# To do:
Please retype the records below exactly, leaving out any pictures.

(Given data begins)

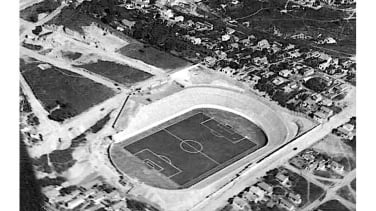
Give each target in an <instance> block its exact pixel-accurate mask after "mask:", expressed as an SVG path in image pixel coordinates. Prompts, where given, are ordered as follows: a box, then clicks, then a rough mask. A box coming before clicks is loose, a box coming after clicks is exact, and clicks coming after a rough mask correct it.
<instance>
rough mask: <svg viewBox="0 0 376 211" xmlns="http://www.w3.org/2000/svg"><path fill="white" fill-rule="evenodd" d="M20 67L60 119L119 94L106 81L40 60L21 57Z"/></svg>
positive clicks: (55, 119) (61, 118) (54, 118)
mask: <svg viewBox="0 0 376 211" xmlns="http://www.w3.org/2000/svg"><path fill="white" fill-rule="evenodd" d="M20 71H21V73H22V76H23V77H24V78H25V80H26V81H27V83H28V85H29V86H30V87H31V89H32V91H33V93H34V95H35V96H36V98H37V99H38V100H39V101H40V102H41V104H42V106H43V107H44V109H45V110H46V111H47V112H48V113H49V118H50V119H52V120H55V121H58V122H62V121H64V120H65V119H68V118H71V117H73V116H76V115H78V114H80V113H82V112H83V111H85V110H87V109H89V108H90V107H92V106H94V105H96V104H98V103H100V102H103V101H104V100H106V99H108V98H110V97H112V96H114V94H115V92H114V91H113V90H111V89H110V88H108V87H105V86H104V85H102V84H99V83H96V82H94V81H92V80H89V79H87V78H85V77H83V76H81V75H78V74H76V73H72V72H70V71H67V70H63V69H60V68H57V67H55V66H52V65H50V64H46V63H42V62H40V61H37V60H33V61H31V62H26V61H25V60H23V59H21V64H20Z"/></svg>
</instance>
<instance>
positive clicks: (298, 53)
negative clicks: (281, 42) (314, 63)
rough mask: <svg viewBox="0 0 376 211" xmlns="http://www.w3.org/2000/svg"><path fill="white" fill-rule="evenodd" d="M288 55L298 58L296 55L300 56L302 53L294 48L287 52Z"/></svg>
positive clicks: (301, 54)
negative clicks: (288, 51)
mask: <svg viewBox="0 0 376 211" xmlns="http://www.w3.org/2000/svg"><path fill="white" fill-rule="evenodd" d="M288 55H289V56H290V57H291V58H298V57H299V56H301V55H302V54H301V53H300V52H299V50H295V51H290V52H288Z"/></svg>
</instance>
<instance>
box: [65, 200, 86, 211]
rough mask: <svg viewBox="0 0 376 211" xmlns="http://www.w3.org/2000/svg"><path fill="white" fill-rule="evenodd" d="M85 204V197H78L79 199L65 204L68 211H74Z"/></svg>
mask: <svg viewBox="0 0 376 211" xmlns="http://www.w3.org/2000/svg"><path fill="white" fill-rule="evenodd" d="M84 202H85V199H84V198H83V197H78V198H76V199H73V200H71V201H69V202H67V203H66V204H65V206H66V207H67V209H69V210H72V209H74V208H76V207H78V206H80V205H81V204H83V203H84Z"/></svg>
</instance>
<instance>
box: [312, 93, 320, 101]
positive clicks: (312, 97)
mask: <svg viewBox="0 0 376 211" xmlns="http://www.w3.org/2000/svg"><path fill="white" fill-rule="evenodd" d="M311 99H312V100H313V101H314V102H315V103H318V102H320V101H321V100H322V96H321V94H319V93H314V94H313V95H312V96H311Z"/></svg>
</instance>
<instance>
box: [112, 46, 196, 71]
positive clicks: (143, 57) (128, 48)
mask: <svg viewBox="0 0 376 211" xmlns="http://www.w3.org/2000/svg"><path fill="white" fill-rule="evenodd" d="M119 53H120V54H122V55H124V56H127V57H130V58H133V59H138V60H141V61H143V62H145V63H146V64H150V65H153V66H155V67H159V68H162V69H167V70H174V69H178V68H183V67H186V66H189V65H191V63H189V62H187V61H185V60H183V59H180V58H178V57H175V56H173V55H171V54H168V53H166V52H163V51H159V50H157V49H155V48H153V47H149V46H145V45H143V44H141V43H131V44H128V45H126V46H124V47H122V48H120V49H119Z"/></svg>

(Given data ends)

# Solution for this problem:
Give each target in an <instance> block its exact pixel-accurate mask after "mask:", expressed as an SVG path in image pixel coordinates. Prompts, where given, are ordered as follows: a box, then clicks, then a rough mask. A box coming before clicks is loose, a box coming after clicks is exact, and clicks coming after a rough mask correct it.
<instance>
rough mask: <svg viewBox="0 0 376 211" xmlns="http://www.w3.org/2000/svg"><path fill="white" fill-rule="evenodd" d="M20 67L60 119L119 94L106 81L40 60L21 57Z"/></svg>
positive clicks: (55, 119) (61, 118) (54, 118)
mask: <svg viewBox="0 0 376 211" xmlns="http://www.w3.org/2000/svg"><path fill="white" fill-rule="evenodd" d="M20 71H21V73H22V76H23V77H24V78H25V80H26V81H27V83H28V85H29V86H30V87H31V89H32V91H33V93H34V95H35V96H36V98H37V99H38V100H39V101H40V102H41V104H42V106H43V107H44V109H45V110H46V111H47V112H48V113H49V118H50V119H52V120H55V121H58V122H62V121H64V120H65V119H68V118H71V117H73V116H76V115H78V114H80V113H82V112H83V111H85V110H87V109H89V108H90V107H92V106H94V105H96V104H98V103H100V102H103V101H104V100H106V99H108V98H110V97H112V96H114V94H115V92H114V91H113V90H111V89H110V88H108V87H105V86H104V85H102V84H99V83H96V82H94V81H92V80H89V79H87V78H85V77H83V76H81V75H78V74H76V73H72V72H70V71H67V70H63V69H60V68H57V67H55V66H52V65H50V64H46V63H42V62H40V61H37V60H33V61H31V62H26V61H25V60H23V59H21V64H20Z"/></svg>
</instance>
<instance>
positive clicks: (298, 53)
negative clicks: (281, 42) (314, 63)
rough mask: <svg viewBox="0 0 376 211" xmlns="http://www.w3.org/2000/svg"><path fill="white" fill-rule="evenodd" d="M288 55L298 58L296 55L300 56L302 53L294 48L287 52Z"/></svg>
positive clicks: (301, 54)
negative clicks: (288, 51)
mask: <svg viewBox="0 0 376 211" xmlns="http://www.w3.org/2000/svg"><path fill="white" fill-rule="evenodd" d="M288 55H289V56H290V57H291V58H298V57H299V56H301V55H302V54H301V53H300V52H299V50H295V51H290V52H288Z"/></svg>
</instance>
<instance>
box: [65, 200, 86, 211]
rough mask: <svg viewBox="0 0 376 211" xmlns="http://www.w3.org/2000/svg"><path fill="white" fill-rule="evenodd" d="M85 204V197H78L79 199L65 204L68 211H74Z"/></svg>
mask: <svg viewBox="0 0 376 211" xmlns="http://www.w3.org/2000/svg"><path fill="white" fill-rule="evenodd" d="M84 202H85V199H84V198H83V197H78V198H76V199H73V200H71V201H69V202H67V203H66V204H65V206H66V207H67V209H69V210H72V209H74V208H76V207H78V206H80V205H81V204H83V203H84Z"/></svg>
</instance>
<instance>
box: [312, 93, 320, 101]
positive clicks: (312, 97)
mask: <svg viewBox="0 0 376 211" xmlns="http://www.w3.org/2000/svg"><path fill="white" fill-rule="evenodd" d="M311 99H312V100H313V101H314V102H315V103H318V102H320V101H321V100H322V96H321V94H319V93H314V94H313V95H312V96H311Z"/></svg>
</instance>
<instance>
box: [112, 46, 196, 71]
positive clicks: (143, 57) (128, 48)
mask: <svg viewBox="0 0 376 211" xmlns="http://www.w3.org/2000/svg"><path fill="white" fill-rule="evenodd" d="M119 53H120V54H122V55H124V56H127V57H130V58H133V59H138V60H141V61H143V62H145V63H146V64H150V65H153V66H155V67H159V68H162V69H167V70H174V69H178V68H183V67H186V66H189V65H191V63H189V62H187V61H185V60H183V59H180V58H178V57H175V56H173V55H171V54H168V53H166V52H163V51H159V50H157V49H155V48H153V47H149V46H145V45H143V44H141V43H131V44H128V45H126V46H124V47H122V48H120V49H119Z"/></svg>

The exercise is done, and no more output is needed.